* SUPPLIED INFORMATION

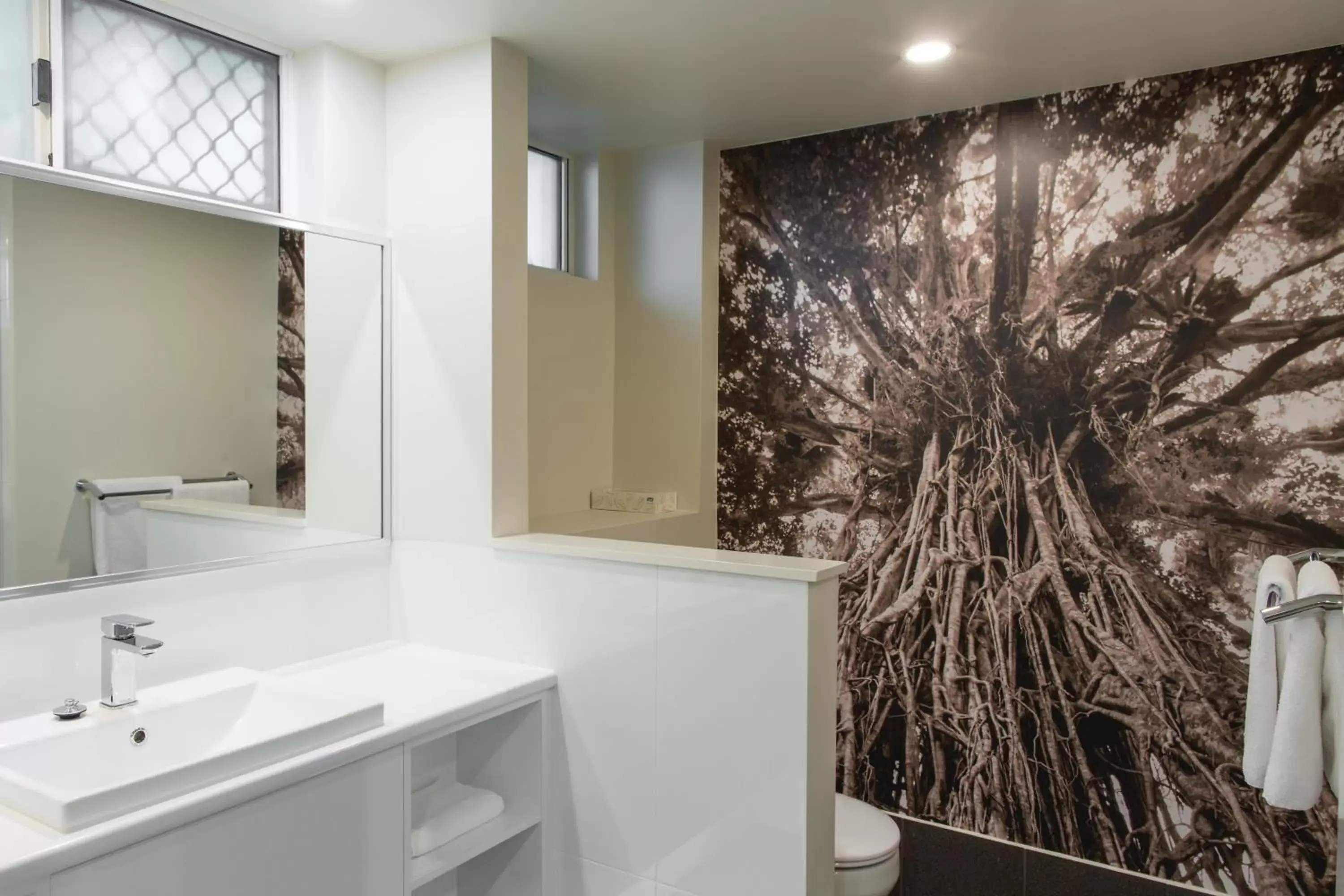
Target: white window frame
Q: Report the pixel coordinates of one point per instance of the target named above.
(287, 156)
(565, 206)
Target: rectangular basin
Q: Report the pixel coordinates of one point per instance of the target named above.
(74, 774)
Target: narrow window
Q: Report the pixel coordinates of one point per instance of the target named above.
(162, 103)
(547, 217)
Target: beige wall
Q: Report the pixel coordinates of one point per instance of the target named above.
(666, 335)
(623, 382)
(144, 345)
(572, 359)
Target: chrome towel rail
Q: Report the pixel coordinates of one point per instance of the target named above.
(1277, 612)
(85, 487)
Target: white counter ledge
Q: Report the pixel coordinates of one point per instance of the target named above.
(422, 689)
(671, 555)
(228, 511)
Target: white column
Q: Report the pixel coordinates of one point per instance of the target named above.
(457, 217)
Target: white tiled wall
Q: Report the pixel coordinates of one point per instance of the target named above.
(679, 761)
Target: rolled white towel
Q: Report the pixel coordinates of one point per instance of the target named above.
(1277, 573)
(445, 810)
(1296, 762)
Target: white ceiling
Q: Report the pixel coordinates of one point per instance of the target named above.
(627, 73)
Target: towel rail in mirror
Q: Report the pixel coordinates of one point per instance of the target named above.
(150, 339)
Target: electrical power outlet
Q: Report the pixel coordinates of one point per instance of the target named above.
(633, 501)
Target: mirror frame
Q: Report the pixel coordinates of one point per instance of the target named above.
(125, 190)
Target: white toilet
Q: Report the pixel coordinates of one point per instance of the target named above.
(867, 849)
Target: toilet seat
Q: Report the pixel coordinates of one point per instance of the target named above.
(865, 836)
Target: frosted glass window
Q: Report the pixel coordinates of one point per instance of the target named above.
(545, 210)
(154, 100)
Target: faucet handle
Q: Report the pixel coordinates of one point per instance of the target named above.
(123, 626)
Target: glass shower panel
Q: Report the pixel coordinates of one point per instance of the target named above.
(17, 56)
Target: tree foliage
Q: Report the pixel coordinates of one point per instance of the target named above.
(1054, 377)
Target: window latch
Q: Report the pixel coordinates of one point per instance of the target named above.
(41, 82)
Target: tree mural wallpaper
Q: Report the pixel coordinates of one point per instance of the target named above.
(291, 466)
(1053, 377)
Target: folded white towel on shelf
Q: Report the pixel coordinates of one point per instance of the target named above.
(225, 491)
(117, 524)
(1296, 763)
(1277, 574)
(445, 810)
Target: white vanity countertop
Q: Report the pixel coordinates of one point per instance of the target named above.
(422, 689)
(229, 511)
(672, 555)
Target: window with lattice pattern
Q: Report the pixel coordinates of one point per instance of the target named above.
(162, 103)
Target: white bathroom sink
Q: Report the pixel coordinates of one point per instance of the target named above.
(179, 738)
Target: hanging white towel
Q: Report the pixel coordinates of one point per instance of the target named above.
(1296, 763)
(117, 526)
(1277, 574)
(1332, 703)
(225, 491)
(445, 810)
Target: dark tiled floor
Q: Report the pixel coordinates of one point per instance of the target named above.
(1050, 875)
(940, 862)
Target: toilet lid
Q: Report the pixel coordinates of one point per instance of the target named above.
(865, 836)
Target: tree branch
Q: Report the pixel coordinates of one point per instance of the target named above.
(1253, 385)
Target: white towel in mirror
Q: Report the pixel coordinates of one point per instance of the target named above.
(117, 526)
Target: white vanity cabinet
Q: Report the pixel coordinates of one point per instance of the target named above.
(336, 835)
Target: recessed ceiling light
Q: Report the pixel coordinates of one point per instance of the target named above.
(926, 52)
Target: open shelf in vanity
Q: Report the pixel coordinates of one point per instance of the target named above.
(502, 754)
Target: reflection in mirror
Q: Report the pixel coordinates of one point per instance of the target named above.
(181, 388)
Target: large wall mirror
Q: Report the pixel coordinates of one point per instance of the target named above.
(179, 388)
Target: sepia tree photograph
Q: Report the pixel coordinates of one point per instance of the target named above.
(1054, 377)
(291, 466)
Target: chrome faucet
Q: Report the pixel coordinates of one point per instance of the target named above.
(120, 648)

* EXERCISE REQUIREMENTS
The string "chrome" shows up in some lines of the listing. Copy each such line.

* TASK ANSWER
Target: chrome towel rail
Target: chrome faucet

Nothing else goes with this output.